### PROBLEM REQUIREMENTS
Present all of the entries below as a numbered list, omitting any blank lines.

***

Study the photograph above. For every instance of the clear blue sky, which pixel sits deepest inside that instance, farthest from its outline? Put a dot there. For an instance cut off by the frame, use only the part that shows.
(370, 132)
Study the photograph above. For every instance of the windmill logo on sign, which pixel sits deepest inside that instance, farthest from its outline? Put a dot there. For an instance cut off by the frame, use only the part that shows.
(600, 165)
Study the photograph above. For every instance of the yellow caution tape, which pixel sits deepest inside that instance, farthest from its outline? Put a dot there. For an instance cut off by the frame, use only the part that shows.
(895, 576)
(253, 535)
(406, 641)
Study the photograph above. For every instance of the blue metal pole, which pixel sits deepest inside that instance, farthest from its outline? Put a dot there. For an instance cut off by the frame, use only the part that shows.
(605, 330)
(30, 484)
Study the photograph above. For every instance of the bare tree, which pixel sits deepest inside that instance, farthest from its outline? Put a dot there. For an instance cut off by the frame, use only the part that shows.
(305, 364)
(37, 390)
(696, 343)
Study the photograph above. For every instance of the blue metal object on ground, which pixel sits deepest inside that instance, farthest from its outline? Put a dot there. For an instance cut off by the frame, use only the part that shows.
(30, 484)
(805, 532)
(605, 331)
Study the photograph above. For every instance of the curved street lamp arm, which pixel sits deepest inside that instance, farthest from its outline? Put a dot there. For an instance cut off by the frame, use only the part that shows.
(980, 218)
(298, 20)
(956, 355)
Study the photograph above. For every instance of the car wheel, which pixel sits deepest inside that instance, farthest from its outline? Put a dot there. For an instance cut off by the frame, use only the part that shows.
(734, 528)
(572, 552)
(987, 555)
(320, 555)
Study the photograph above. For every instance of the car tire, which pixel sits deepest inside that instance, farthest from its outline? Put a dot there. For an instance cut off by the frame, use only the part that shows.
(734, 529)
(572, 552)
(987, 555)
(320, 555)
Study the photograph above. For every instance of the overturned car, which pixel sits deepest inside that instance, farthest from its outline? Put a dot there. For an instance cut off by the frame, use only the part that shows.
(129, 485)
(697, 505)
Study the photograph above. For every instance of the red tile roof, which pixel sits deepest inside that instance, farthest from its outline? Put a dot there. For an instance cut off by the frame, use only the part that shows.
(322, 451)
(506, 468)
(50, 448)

***

### RESULT FOR THIS EXERCISE
1. Study the photograph above. For every instance of the clear blue sky, which pixel sits deepest inside that instance, farthest from its outline? Put a dot there. For an instance cut off by the frame, use only the part that shows.
2. (370, 132)
3. Study the photograph above. For every instance of the windmill logo on sign, which pixel sits deepest inside that instance, farthest from its outline? Put a dot there. For an instance cut off by the frame, use only the part that shows.
4. (600, 165)
5. Study the photograph above. For every instance of the yellow caution tape, which pixel sits deepest inside that instance, farthest from its outline? Put a dot there. For an instance cut off by the frame, use only the part that shows.
6. (895, 576)
7. (253, 535)
8. (406, 641)
9. Study the photograph above. For every instance of the blue metal pole, which pixel sits deepest inside that instance, farthest from its outline? Put a dot there. For an instance cut off by the frame, use only the part that shows.
10. (605, 330)
11. (30, 484)
12. Study the photograph above. For every instance of the bare tree, which pixel sits deepest inside that instance, farthest from its outline? Put a dot there. For an instance cut off by the frame, use only the part that shows.
13. (305, 364)
14. (37, 390)
15. (696, 343)
16. Study the photograph above. For every instance of the blue metal object on ground, which pixel sits deepest inside that instance, farthest from its outline? Put a dot there. For an instance cut off by the frame, use only the part that shows.
17. (30, 484)
18. (805, 532)
19. (605, 331)
20. Study the photograph above. For every instance of the curved street lamp arm, which pixel sits deepest inside that instance, farthest from its outline? Put a dot there. For an instance cut off by the frame, use only the part that shows.
21. (980, 218)
22. (298, 20)
23. (956, 355)
24. Study the photograph above. For every instance of the car wheel, which pixel sits deepest inside that instance, farthest from its outline? Put a dot there. For an instance cut off by the frame, use only the part that shows.
25. (734, 528)
26. (572, 552)
27. (987, 555)
28. (320, 555)
29. Study the photograph above. For every instance of the car tire, which pixel sits deepest inside that instance, farthest from its outline? Put a dot there. For an instance cut off by the frame, use only the part that shows.
30. (734, 529)
31. (572, 552)
32. (987, 555)
33. (320, 555)
34. Study the photograph above. For every instance of the overturned car, which pixel sits deepest inside that instance, farthest from its outline? Put a dot there. For an instance cut off by the frame, use only the part that shows.
35. (129, 485)
36. (697, 505)
37. Study the photograph above. For every instance of the red tile roof, which pixel sits deepest inside that instance, farthest from its outline? Put a dot there. For an instance cut off by the frame, use only the part that shows.
38. (322, 451)
39. (506, 468)
40. (50, 448)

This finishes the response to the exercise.